───── Dataset ─────
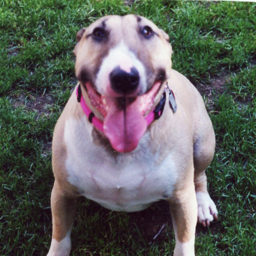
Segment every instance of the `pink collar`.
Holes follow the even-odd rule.
[[[90,109],[85,102],[82,94],[79,84],[76,89],[76,97],[77,101],[80,102],[82,108],[84,112],[90,123],[92,123],[98,130],[103,132],[103,122],[97,118],[93,112]],[[165,90],[162,96],[159,103],[155,108],[145,117],[148,126],[154,120],[157,120],[163,114],[166,99],[166,94]]]

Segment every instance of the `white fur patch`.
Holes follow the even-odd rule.
[[[98,92],[103,95],[108,95],[108,85],[110,83],[109,75],[118,66],[127,72],[130,72],[133,67],[136,68],[140,76],[139,87],[140,94],[145,93],[147,89],[145,68],[123,40],[115,47],[111,49],[103,60],[95,82]]]
[[[68,232],[66,237],[59,242],[52,239],[47,256],[68,256],[71,250],[71,230]]]
[[[178,239],[177,225],[174,218],[172,218],[175,234],[175,248],[173,256],[195,256],[195,236],[188,242],[182,243]]]
[[[218,211],[213,201],[208,193],[196,192],[196,200],[197,201],[197,215],[198,221],[202,222],[208,220],[213,220],[213,215],[218,214]]]
[[[114,157],[93,142],[91,132],[91,125],[83,118],[66,121],[68,180],[81,194],[106,208],[125,211],[140,210],[172,196],[178,178],[175,159],[169,154],[159,163],[159,156],[149,145],[149,132],[132,152]]]

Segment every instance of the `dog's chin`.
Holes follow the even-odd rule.
[[[156,81],[148,92],[137,97],[116,97],[100,94],[90,82],[84,84],[91,104],[103,117],[104,134],[115,150],[128,152],[137,147],[147,127],[145,117],[156,104],[162,84]]]

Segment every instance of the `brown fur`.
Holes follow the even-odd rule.
[[[156,31],[158,40],[147,41],[140,37],[138,32],[140,28],[146,25],[150,26]],[[100,44],[89,40],[94,29],[99,26],[104,27],[108,33],[107,40]],[[85,101],[101,120],[103,120],[103,117],[91,104],[86,90],[83,86],[85,82],[83,79],[87,76],[87,79],[89,79],[93,86],[95,86],[95,80],[103,59],[107,56],[110,50],[120,43],[121,40],[125,41],[129,49],[145,67],[147,90],[150,89],[156,79],[158,70],[163,69],[166,71],[166,81],[174,93],[178,110],[174,114],[168,106],[167,99],[162,116],[148,128],[151,140],[146,142],[145,145],[140,146],[142,151],[151,152],[152,157],[157,154],[159,156],[156,160],[158,166],[162,164],[170,154],[175,159],[177,164],[175,170],[166,170],[166,172],[176,172],[177,180],[173,186],[172,194],[165,196],[169,202],[176,241],[182,243],[181,245],[178,246],[180,247],[175,247],[175,255],[178,256],[177,253],[180,253],[178,256],[194,255],[193,252],[188,253],[186,251],[187,249],[183,248],[182,243],[190,243],[191,241],[191,243],[193,243],[197,219],[196,192],[200,192],[208,194],[205,170],[213,157],[215,135],[199,93],[186,78],[171,69],[172,51],[167,42],[169,36],[146,19],[128,15],[122,17],[107,16],[100,19],[88,28],[79,31],[77,38],[78,42],[74,50],[76,56],[76,75],[82,85],[82,94]],[[159,101],[164,90],[163,85],[156,97],[155,105]],[[54,133],[52,164],[55,181],[52,193],[51,205],[53,238],[57,241],[63,239],[70,230],[77,207],[77,199],[80,196],[78,188],[68,180],[70,177],[69,177],[66,166],[68,146],[64,141],[66,121],[72,118],[79,121],[84,116],[80,104],[77,103],[75,93],[74,91],[69,100]],[[79,133],[82,132],[75,131],[74,132],[77,133],[76,135],[79,137],[81,134]],[[136,153],[133,152],[123,155],[113,153],[108,140],[95,128],[92,132],[91,140],[95,147],[99,147],[101,150],[105,149],[104,154],[105,154],[99,156],[101,158],[107,156],[113,162],[117,162],[120,158],[125,155],[131,159],[135,158]],[[85,163],[85,164],[89,164]],[[92,166],[92,170],[94,170],[93,167]],[[95,186],[98,186],[96,193],[99,195],[101,191],[99,185],[94,179],[93,171],[91,174],[89,168],[88,170],[84,171],[88,171],[88,175],[89,174],[92,177],[90,178],[94,182]],[[150,190],[150,188],[145,188],[143,187],[144,181],[143,179],[140,185],[142,194],[145,191]],[[143,188],[145,189],[144,191]],[[123,191],[121,188],[118,189],[120,193]],[[118,200],[118,197],[121,195],[116,195],[117,199],[114,199]],[[107,193],[98,197],[104,199],[109,196]],[[120,204],[123,202],[126,203],[119,202]],[[51,253],[49,256],[55,255]]]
─────
Task goal
Keep every word of the data as it is when you write it out, but drop the pictures.

Response below
Segment every instance of the `pink collar`.
Holes follow the even-odd rule.
[[[90,109],[85,102],[82,94],[79,84],[76,89],[76,97],[77,101],[80,102],[82,108],[84,112],[90,123],[92,123],[98,130],[103,132],[103,122],[97,118],[93,112]],[[165,90],[162,96],[159,103],[155,108],[145,117],[148,126],[154,120],[157,120],[163,114],[166,99],[166,94]]]

Segment every instance of the `white fur patch`.
Holes follow the even-odd rule.
[[[98,92],[103,95],[108,95],[108,85],[110,83],[109,75],[118,66],[127,72],[130,72],[133,67],[136,68],[140,76],[139,87],[140,94],[145,93],[147,89],[145,68],[123,40],[115,47],[111,49],[103,60],[95,82]]]
[[[68,232],[66,237],[59,242],[52,239],[47,256],[68,256],[71,250],[71,230]]]
[[[178,239],[177,225],[174,218],[172,218],[175,234],[175,248],[173,256],[195,256],[195,236],[188,242],[182,243]]]
[[[218,211],[213,201],[208,193],[196,192],[196,200],[197,201],[197,215],[198,221],[202,222],[208,220],[213,220],[213,215],[218,214]]]
[[[114,157],[93,142],[91,132],[91,125],[83,118],[66,121],[68,180],[81,194],[106,208],[125,211],[140,210],[172,196],[178,178],[175,159],[169,154],[159,163],[159,156],[149,145],[149,132],[132,152]]]

Segment every instance of the `dog's chin`.
Holes follow the even-odd rule.
[[[156,81],[148,92],[137,97],[116,97],[100,94],[90,82],[84,84],[91,104],[103,117],[104,134],[115,150],[128,152],[137,147],[147,127],[145,117],[156,104],[162,84]]]

Segment every instance of the `brown fur`.
Holes follow the even-odd rule.
[[[156,31],[158,40],[147,41],[140,37],[138,32],[140,28],[146,25],[150,26]],[[100,44],[89,40],[94,29],[99,26],[104,27],[108,33],[107,40]],[[85,101],[101,120],[103,120],[103,117],[91,104],[86,90],[83,86],[85,82],[83,79],[87,76],[87,79],[89,79],[93,86],[95,86],[95,80],[103,59],[107,56],[110,50],[120,43],[121,40],[125,41],[129,49],[145,67],[147,90],[150,89],[156,79],[158,70],[163,69],[166,71],[166,81],[174,93],[178,110],[174,114],[168,106],[167,99],[162,116],[148,128],[151,140],[146,142],[145,145],[140,146],[142,151],[151,152],[152,157],[157,154],[159,156],[156,160],[158,166],[162,164],[170,154],[175,159],[177,164],[175,170],[166,170],[166,172],[176,172],[177,180],[173,186],[172,194],[165,196],[169,202],[176,241],[182,243],[181,245],[178,246],[180,247],[175,247],[175,255],[178,256],[177,253],[180,253],[178,256],[194,255],[193,252],[188,253],[186,251],[187,249],[183,248],[182,243],[190,243],[191,241],[191,243],[193,243],[197,219],[196,192],[200,192],[208,194],[205,170],[213,157],[215,135],[199,93],[186,78],[171,69],[172,51],[167,42],[169,36],[146,19],[128,15],[122,17],[107,16],[100,19],[88,28],[79,31],[77,38],[78,42],[74,50],[76,56],[76,75],[82,85],[82,94]],[[159,101],[164,90],[163,85],[156,97],[155,105]],[[54,133],[52,164],[55,181],[52,193],[51,205],[53,238],[57,241],[63,239],[70,230],[77,207],[77,199],[80,196],[78,188],[68,180],[70,177],[69,177],[66,166],[68,146],[64,141],[66,121],[72,118],[79,121],[84,116],[80,104],[77,103],[75,93],[74,91],[69,100]],[[79,133],[82,132],[75,131],[74,132],[77,133],[76,135],[79,137],[81,134]],[[136,153],[133,152],[123,155],[113,153],[108,140],[95,128],[92,132],[91,140],[95,147],[99,147],[101,150],[105,149],[104,154],[105,154],[99,156],[101,158],[107,156],[113,162],[117,162],[120,158],[125,155],[131,159],[135,158]],[[85,163],[85,164],[89,164]],[[92,166],[92,170],[94,170],[93,167]],[[95,186],[98,186],[96,193],[99,195],[101,191],[99,185],[94,179],[93,171],[91,174],[89,168],[88,170],[84,171],[88,171],[88,175],[89,174],[92,177],[90,178],[94,182]],[[150,190],[150,188],[145,188],[143,187],[144,181],[143,179],[140,185],[142,194],[145,191]],[[143,188],[145,189],[144,191]],[[123,191],[121,188],[118,189],[120,193]],[[118,200],[118,197],[121,195],[116,195],[117,199],[114,199]],[[107,193],[98,197],[104,199],[109,196]],[[120,204],[123,202],[126,203],[119,202]],[[51,253],[49,256],[55,255]]]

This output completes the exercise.